Work to do: Gather every line from the entries below that contains the word "spire" and list them in their original order.

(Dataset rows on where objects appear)
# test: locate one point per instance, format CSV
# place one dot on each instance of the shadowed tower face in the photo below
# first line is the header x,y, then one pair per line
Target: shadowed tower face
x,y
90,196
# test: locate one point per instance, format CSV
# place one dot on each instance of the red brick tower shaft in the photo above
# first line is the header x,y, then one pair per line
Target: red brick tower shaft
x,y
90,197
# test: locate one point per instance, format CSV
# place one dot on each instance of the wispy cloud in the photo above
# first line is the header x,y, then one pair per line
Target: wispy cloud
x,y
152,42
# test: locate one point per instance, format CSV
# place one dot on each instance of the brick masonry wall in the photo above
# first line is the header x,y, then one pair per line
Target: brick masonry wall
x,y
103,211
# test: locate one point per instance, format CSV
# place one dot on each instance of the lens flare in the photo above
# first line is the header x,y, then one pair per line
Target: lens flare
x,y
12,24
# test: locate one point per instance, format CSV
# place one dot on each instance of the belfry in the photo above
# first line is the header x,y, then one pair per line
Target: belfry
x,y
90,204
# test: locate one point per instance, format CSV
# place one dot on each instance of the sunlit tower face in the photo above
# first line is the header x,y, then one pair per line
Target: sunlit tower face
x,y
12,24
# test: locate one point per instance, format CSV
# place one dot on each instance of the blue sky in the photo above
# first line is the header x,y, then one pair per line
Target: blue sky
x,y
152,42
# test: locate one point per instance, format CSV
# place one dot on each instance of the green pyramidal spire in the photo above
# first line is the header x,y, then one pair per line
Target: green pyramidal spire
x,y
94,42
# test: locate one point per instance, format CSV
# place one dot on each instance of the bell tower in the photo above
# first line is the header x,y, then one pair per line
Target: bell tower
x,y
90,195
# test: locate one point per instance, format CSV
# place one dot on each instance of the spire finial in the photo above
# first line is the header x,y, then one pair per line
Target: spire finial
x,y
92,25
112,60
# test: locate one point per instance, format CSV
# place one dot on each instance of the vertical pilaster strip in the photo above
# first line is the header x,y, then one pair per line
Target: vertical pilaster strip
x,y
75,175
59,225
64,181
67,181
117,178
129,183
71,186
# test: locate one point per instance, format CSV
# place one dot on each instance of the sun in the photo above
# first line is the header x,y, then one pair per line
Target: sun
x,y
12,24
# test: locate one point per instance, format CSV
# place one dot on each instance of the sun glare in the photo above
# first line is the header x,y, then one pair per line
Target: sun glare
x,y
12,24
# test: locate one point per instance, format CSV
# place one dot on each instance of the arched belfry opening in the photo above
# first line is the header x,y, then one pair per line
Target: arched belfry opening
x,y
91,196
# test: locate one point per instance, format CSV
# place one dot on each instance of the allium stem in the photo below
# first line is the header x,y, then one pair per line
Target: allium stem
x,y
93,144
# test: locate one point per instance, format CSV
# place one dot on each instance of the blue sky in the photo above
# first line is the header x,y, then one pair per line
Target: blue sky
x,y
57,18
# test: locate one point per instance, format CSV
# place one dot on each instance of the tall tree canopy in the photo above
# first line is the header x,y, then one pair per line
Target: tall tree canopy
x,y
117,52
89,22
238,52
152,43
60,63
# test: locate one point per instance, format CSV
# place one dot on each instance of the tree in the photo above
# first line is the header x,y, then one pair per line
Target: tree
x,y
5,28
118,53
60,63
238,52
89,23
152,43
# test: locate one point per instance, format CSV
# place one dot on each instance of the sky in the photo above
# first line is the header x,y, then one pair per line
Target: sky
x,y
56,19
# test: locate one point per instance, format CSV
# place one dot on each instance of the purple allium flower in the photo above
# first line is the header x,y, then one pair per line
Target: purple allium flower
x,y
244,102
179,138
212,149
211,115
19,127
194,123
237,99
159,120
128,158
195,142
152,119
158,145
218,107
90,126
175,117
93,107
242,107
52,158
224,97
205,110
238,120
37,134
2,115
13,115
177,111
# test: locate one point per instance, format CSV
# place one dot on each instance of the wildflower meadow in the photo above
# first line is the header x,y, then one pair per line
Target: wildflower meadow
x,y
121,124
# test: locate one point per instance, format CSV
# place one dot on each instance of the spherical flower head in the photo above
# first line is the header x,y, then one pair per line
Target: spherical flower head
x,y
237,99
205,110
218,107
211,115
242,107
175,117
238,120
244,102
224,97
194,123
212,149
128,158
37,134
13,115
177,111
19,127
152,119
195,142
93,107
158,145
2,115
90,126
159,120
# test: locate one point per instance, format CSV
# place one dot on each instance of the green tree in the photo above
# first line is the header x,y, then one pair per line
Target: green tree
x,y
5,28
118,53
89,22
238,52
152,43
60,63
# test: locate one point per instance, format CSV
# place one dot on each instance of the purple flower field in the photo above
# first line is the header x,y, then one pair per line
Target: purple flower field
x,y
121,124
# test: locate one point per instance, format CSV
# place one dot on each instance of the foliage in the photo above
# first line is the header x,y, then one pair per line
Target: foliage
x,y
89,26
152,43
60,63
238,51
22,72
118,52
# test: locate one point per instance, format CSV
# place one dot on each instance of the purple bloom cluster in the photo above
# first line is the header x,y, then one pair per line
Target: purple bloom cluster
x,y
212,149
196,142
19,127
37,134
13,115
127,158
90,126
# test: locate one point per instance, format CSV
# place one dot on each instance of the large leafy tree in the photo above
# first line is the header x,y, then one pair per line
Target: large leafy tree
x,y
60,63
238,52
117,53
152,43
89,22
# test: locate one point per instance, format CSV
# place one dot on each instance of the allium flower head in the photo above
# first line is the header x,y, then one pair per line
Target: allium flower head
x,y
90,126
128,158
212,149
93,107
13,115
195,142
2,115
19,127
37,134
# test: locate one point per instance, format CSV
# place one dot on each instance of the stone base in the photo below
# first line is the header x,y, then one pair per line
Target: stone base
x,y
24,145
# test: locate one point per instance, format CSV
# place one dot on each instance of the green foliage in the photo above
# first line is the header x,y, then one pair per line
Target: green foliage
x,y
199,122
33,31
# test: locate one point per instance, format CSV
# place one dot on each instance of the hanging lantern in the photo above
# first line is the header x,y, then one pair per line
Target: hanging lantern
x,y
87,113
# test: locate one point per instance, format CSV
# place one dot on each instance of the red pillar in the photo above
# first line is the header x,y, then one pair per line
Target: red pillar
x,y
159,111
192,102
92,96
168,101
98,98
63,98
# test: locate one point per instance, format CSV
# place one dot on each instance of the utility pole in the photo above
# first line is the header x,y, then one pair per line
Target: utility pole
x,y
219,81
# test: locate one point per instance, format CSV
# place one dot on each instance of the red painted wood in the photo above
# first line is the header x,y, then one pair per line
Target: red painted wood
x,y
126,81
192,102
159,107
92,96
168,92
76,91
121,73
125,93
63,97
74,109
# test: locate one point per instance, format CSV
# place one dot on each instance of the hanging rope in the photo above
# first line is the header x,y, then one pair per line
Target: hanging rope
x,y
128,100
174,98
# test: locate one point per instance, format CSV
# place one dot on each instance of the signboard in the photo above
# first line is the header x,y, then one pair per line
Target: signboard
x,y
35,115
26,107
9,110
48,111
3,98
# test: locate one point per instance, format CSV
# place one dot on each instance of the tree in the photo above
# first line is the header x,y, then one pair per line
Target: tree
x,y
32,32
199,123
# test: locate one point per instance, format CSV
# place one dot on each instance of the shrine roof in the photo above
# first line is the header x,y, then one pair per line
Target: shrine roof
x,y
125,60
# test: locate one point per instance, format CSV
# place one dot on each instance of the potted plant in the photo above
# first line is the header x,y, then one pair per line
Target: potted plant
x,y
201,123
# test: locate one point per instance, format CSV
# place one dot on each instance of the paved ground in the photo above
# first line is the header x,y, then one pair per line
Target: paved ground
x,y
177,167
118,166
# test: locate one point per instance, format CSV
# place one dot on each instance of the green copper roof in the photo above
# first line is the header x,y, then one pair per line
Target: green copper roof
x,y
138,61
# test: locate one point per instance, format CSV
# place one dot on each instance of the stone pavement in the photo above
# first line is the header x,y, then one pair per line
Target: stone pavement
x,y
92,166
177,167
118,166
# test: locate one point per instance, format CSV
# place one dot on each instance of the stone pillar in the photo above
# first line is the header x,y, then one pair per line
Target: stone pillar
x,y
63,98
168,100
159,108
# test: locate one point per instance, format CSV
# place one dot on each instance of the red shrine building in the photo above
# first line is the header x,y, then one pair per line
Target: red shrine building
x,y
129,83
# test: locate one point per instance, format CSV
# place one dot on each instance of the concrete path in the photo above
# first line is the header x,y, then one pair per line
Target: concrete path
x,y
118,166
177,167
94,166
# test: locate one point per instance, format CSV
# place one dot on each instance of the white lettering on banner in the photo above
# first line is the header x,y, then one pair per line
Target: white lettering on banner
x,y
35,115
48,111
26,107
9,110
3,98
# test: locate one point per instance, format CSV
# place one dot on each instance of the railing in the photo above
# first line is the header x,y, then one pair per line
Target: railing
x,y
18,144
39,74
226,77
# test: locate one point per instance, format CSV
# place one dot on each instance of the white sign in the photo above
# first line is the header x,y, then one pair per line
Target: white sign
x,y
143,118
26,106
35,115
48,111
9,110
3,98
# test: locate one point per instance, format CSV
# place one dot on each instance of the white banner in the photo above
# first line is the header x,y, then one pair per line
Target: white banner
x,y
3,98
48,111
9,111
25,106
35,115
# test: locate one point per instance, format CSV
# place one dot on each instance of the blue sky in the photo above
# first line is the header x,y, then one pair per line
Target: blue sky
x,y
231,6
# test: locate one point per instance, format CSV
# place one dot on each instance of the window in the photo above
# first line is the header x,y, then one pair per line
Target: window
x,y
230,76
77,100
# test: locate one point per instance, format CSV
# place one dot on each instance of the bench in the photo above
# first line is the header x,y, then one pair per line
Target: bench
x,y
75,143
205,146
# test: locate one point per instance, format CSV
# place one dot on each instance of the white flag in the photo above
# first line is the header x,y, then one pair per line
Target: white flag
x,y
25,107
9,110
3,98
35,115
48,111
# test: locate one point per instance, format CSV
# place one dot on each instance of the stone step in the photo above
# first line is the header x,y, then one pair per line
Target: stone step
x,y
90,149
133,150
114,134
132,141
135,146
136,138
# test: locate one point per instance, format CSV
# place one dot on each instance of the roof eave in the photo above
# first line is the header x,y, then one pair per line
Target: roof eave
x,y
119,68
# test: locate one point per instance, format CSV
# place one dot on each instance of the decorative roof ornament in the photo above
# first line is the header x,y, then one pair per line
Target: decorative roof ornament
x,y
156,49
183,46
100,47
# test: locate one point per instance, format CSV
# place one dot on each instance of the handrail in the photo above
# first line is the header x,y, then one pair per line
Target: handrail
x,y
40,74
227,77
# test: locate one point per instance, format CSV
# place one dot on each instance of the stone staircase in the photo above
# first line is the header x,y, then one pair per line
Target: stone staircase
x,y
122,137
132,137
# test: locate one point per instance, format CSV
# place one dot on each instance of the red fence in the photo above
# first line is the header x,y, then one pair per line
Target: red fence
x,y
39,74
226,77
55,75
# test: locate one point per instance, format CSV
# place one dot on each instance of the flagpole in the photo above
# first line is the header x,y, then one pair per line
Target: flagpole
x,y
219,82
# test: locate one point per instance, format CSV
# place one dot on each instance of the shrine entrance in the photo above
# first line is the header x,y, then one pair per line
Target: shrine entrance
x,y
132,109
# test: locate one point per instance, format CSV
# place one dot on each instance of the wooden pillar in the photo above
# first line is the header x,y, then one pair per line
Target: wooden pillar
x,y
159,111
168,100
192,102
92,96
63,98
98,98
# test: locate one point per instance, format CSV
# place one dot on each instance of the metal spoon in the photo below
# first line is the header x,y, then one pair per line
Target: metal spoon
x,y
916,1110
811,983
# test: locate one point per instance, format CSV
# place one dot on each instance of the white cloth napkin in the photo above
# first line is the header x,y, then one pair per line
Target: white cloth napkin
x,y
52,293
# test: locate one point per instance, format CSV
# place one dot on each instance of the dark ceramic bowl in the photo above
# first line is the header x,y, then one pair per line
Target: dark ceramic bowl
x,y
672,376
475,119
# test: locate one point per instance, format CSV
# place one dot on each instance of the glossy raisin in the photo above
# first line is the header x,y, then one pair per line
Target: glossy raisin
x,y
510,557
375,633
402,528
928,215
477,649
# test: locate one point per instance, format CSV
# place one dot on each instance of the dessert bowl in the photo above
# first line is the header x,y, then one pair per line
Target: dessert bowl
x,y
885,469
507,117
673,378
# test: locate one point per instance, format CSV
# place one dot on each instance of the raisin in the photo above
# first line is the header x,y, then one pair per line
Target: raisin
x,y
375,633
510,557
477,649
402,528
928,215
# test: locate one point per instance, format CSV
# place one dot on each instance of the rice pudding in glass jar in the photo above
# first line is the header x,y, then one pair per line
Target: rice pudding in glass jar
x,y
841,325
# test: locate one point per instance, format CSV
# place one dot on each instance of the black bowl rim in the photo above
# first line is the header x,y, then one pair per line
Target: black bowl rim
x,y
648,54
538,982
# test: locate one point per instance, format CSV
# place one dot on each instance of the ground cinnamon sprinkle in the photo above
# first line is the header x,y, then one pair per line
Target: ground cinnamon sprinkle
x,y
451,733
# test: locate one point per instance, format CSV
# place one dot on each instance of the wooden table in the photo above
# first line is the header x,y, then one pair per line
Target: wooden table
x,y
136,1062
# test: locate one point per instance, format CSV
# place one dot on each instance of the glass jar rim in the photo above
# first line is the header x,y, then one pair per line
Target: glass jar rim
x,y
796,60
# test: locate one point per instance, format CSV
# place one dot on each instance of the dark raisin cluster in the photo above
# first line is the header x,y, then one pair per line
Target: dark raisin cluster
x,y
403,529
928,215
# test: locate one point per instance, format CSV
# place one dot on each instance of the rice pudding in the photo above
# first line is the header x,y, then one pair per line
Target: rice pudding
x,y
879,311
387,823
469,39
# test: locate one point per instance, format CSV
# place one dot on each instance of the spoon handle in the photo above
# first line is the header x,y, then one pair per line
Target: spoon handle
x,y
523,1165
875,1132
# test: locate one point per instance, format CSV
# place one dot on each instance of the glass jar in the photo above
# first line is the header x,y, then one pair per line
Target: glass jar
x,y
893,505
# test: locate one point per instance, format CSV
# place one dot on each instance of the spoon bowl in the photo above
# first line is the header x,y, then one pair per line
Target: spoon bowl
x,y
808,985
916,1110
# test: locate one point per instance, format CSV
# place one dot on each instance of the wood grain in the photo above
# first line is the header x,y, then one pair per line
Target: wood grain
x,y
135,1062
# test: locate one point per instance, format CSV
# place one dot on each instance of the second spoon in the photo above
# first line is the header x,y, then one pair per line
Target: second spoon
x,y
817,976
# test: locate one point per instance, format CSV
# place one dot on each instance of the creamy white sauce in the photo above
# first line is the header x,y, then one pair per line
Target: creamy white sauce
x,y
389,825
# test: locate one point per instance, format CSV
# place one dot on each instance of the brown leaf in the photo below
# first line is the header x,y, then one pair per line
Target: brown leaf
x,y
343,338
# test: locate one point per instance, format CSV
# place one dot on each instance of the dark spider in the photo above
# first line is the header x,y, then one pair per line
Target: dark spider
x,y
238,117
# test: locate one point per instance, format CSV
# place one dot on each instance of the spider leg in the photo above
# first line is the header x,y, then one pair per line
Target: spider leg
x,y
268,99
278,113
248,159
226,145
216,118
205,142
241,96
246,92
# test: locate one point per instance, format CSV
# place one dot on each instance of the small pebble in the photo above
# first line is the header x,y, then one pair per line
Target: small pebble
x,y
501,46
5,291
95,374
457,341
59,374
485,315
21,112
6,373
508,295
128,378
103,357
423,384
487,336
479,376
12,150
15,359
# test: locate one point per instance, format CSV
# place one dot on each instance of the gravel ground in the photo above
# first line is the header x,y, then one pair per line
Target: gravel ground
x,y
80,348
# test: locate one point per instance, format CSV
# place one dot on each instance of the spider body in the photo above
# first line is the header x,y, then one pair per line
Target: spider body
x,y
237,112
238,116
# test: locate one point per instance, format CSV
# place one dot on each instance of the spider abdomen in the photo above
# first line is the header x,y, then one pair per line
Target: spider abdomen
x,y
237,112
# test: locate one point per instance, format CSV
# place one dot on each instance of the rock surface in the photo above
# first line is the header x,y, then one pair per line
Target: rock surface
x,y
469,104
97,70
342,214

Response to this exercise:
# place one dot on each instance of the green pyramidal spire in the photo above
Target: green pyramidal spire
# place one dot on each instance of the spire finial in the photo above
Target: spire finial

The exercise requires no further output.